┌──

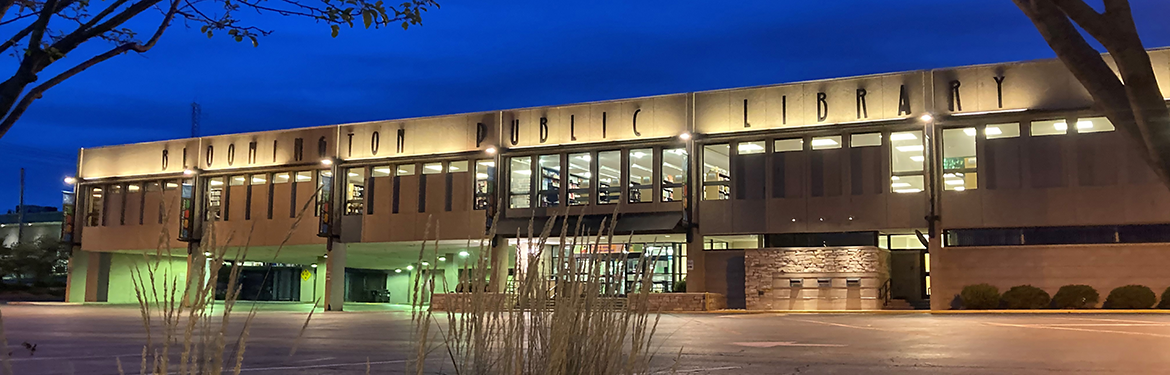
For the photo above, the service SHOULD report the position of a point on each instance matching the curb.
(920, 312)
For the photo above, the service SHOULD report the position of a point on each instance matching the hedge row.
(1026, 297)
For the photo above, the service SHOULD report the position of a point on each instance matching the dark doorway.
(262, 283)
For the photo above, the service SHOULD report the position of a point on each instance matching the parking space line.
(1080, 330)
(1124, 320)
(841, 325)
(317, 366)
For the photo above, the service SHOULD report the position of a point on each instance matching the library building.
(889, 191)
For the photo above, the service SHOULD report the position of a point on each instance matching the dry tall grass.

└──
┌──

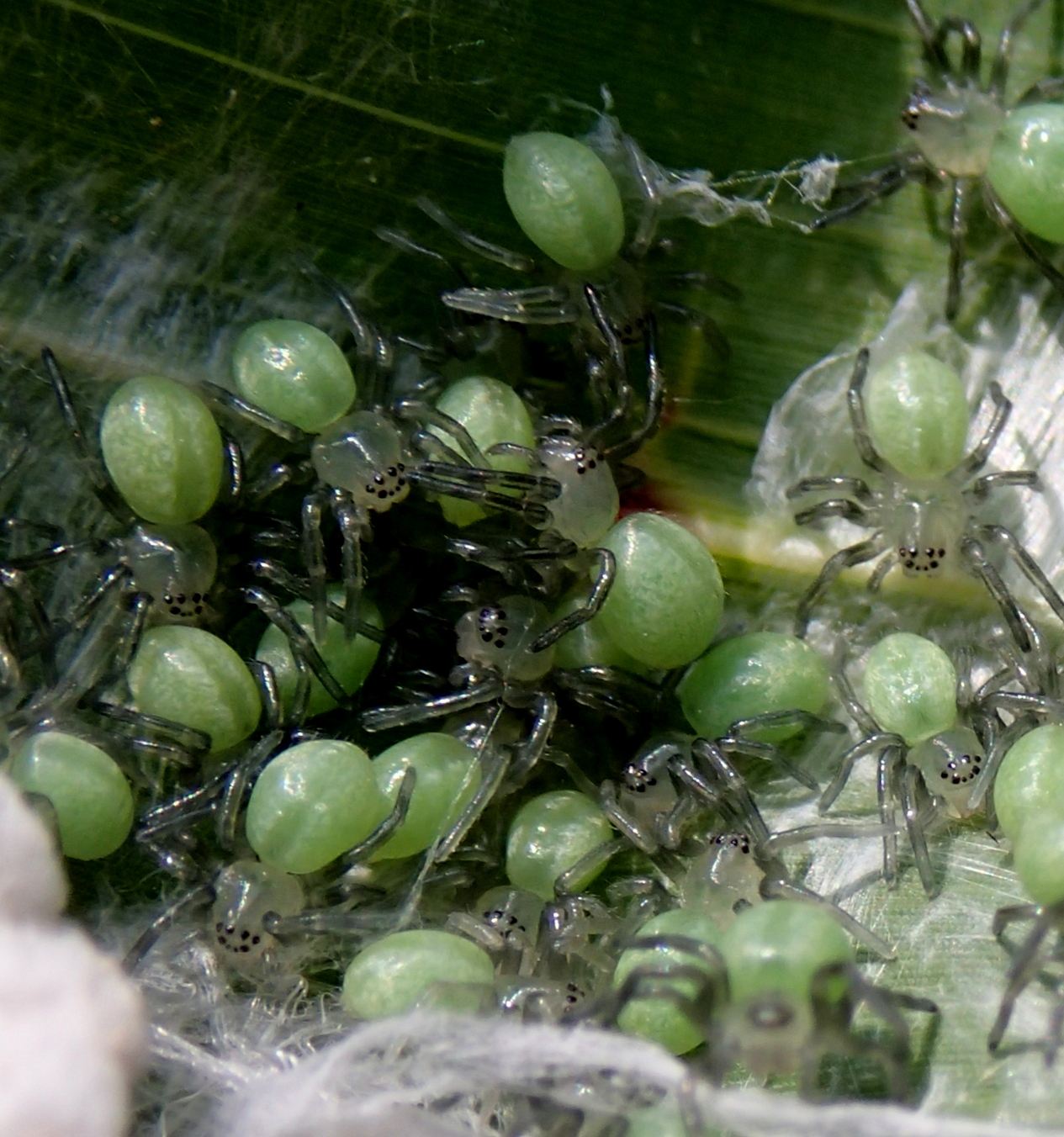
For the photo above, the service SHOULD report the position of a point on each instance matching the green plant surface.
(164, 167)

└──

■ Your instructions: Write down, word for word, the lines above from the one containing "the hedge row." through the one containing "dry tall grass.", both ends included.

■ Result for this exercise:
For the photo above, the service SHOULD report the position of a point on each instance matching the hedge row.
(1026, 297)
For the photo above, the service SHOULD report the position of a point on each instance matching the dark doorway.
(262, 283)
For the photo above, the service SHOULD report the position of a point on each instance matching the parking space line.
(1080, 330)
(1124, 320)
(841, 325)
(317, 366)
For the photo above, the service SHOULD report the position of a point on each instance matching the library building.
(889, 191)
For the photo above, the service SHOULD report the position of a point on each instance matching the dry tall grass.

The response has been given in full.